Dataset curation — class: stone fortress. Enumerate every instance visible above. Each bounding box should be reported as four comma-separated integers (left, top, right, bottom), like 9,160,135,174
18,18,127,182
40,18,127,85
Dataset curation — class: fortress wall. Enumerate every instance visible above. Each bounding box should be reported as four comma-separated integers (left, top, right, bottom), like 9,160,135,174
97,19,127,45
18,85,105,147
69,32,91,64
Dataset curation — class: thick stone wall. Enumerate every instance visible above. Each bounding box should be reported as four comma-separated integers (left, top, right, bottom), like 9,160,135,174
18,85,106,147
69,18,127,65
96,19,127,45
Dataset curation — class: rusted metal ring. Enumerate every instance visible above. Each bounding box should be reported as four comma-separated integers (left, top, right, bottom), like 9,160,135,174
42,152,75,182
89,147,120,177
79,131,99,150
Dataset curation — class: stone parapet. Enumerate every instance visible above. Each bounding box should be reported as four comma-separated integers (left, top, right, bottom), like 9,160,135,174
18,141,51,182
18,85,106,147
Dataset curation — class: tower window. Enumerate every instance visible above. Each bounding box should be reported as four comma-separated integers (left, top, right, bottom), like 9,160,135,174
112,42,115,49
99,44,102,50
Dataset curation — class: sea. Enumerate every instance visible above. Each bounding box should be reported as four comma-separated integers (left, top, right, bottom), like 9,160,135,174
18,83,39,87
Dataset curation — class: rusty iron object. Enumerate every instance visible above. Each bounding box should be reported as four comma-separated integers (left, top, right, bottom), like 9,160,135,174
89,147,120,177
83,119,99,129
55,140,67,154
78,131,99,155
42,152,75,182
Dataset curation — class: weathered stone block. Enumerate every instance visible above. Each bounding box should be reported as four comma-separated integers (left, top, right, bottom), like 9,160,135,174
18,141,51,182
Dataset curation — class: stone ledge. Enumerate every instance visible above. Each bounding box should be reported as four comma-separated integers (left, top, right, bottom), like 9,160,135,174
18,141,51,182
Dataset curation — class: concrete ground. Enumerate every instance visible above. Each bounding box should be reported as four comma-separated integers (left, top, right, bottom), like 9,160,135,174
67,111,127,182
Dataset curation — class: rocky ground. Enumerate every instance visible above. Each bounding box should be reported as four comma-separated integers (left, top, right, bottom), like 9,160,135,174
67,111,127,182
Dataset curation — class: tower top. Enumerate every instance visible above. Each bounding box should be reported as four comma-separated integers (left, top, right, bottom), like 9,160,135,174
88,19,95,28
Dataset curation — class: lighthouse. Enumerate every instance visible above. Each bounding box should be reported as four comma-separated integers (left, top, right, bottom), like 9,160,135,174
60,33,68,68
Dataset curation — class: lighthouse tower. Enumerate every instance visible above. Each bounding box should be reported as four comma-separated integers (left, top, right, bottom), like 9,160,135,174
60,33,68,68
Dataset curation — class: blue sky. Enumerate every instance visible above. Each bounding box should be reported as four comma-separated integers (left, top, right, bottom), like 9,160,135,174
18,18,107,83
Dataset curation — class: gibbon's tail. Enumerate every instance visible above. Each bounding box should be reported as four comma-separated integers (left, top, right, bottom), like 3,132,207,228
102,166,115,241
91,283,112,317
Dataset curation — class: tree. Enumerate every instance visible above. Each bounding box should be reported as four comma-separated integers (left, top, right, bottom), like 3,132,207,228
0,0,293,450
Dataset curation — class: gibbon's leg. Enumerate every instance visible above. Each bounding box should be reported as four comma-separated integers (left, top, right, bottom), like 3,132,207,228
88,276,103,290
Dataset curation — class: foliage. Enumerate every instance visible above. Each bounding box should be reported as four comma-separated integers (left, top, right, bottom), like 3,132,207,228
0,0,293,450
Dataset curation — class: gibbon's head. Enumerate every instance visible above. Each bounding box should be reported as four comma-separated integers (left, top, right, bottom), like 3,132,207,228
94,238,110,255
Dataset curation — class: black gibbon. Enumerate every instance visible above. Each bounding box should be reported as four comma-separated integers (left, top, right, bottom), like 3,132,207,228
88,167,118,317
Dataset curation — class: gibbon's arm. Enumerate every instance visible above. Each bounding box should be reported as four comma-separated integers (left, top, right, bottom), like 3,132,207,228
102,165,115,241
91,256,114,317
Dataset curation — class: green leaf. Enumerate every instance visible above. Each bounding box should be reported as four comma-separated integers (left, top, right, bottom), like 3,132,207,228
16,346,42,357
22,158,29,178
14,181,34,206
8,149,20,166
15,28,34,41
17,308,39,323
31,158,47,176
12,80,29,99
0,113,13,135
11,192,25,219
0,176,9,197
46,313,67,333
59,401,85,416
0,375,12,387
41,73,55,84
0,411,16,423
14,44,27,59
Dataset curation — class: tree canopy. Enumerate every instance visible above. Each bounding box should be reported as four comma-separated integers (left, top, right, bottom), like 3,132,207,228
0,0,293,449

=== EXERCISE OBJECTIVE ===
Exact output of every entry is required.

=== SOLUTION TO THE PROBLEM ===
Dataset curation — class: stone fortress. Enumerate every instance visible above. Each bounding box should be reported as four comma-separated integers (left, top, right, bottom), like 9,160,135,174
18,18,127,182
40,18,127,85
Dataset curation — class: fortress wall. Enumerate every instance visible above. Each bounding box should be reported as four comma-separated integers (left, top, right, bottom), like 9,160,135,174
97,19,127,45
18,85,105,147
69,32,91,64
Dataset curation — class: thick stone wall. Enumerate every instance visible above. Each bounding box should be reported as four comma-separated integers (left, top, right, bottom), like 9,160,135,174
18,85,106,147
69,18,127,65
96,19,127,45
Dataset curation — class: rusted metal ring. Enumerate every instance visible above. Each bounding box should be reported as four comma-separated integers (left, top, right, bottom), like 9,160,135,174
42,152,75,182
89,147,120,177
79,131,99,150
Dataset curation — class: stone parapet. Enumerate every instance visible above. Each bounding box should be reported as four comma-separated integers (left, top, right, bottom), like 9,160,135,174
18,141,51,182
18,85,106,147
Dataset curation — class: tower window. Enumerate every instance visible above. Each bounding box should be reported as four comma-separated integers (left, top, right, bottom), like 9,160,135,174
112,42,115,49
99,44,102,50
Dataset curation — class: sea. Enumerate every instance visible above. Each bounding box should be reported as four comma-separated integers (left, top, right, bottom), like 9,160,135,174
18,83,39,87
Dataset curation — class: rusty iron object. Enumerate every instance visible above. Each bounding box should be reported as four comma-separated integers (left, top, right, bottom), like 9,160,135,174
89,147,120,177
83,119,99,129
55,140,67,154
78,131,99,155
42,152,75,182
Dataset curation — class: weathered stone block. Enumerate every instance visible above. Each bounding box should be reported as four comma-separated integers (left, top, right, bottom), like 9,160,135,174
18,141,51,182
Dataset curation — class: stone ledge. Enumerate every instance visible above. Each bounding box should be reported as four comma-separated integers (left, top, right, bottom), like 9,160,135,174
18,141,51,182
Dataset curation — class: concrete ground. Enumerate every instance visible above. Each bounding box should be reported as four comma-separated integers (left, top, right, bottom), like 9,160,135,174
67,111,127,182
Dataset curation — class: rocky ground. Enumerate every instance visible above. Each bounding box should be reported as four comma-separated integers (left, top, right, bottom), like 9,160,135,174
67,111,127,182
Dataset curation — class: tower top. Enumerate every instance visible above. Each bounding box should be reported as four comma-separated integers (left, top, right, bottom), like 9,160,135,174
88,19,95,28
Dataset curation — class: lighthouse. Enumerate every instance visible above. Each bounding box should be reported as four comma-separated integers (left, top, right, bottom), like 9,160,135,174
60,33,68,68
Dataset curation — class: lighthouse tower. Enumerate every instance visible above. Each bounding box should be reported as four comma-separated integers (left, top, right, bottom), like 9,160,135,174
60,33,68,68
Dataset curation — class: blue sky. Enumerate every instance visible above. Each bounding box should be reported as four comma-separated integers (left, top, right, bottom), like 9,160,135,174
18,18,107,83
Dataset curation — class: gibbon's tail. Enumerate every instance visible above. Each bounding box should be reported as four comma-separated integers (left, top, right, bottom), like 3,132,207,228
102,166,115,241
91,283,112,317
Dataset curation — class: tree. Enumerate every instance visible above. Each bounding box should be reported as four comma-separated integers (left, top, right, bottom), like 3,132,207,228
0,0,293,450
Dataset curation — class: gibbon's leg. Enumerate every instance visible above. Each bounding box should be reported as four comma-separated integers (left, top, right, bottom), like 3,132,207,228
88,276,103,290
Dataset curation — class: foliage. Enumerate every instance visible above. Each bounding box should be reported as four comma-separated integers (left, top, right, bottom), like 3,132,207,228
0,0,293,450
Dataset curation — class: gibbon's head. Enumerate every instance visible above. Each bounding box should be reported as four comma-separated integers (left, top, right, bottom), like 3,132,207,228
94,238,110,255
Dataset curation — class: black gibbon. Enumerate every instance visible above. Each bounding box should be reported as four comma-separated integers (left, top, right, bottom), like 3,132,207,228
88,167,118,317
Dataset curation — class: gibbon's arm. Enumerate every instance visible above. Each bounding box should be reported as four comma-separated integers (left, top, right, bottom), like 3,132,207,228
102,165,115,241
91,256,114,317
Dataset curation — class: green leaf. Enumerate every instance visible above. Each bounding box should be reported as four comma-separated integers (left, top, right, bottom), like 3,132,207,228
16,346,42,357
22,158,29,178
14,181,34,206
8,149,20,166
15,28,34,41
17,308,39,323
31,158,47,176
12,80,29,99
0,113,13,135
11,192,25,219
0,176,9,197
46,313,67,333
59,401,85,416
0,375,12,387
41,73,55,84
0,411,16,423
14,44,27,59
Dataset curation — class: tree canopy. Enumerate every instance visible above. Each bounding box should be reported as four comma-separated integers (left, top, right, bottom), like 3,132,207,228
0,0,293,449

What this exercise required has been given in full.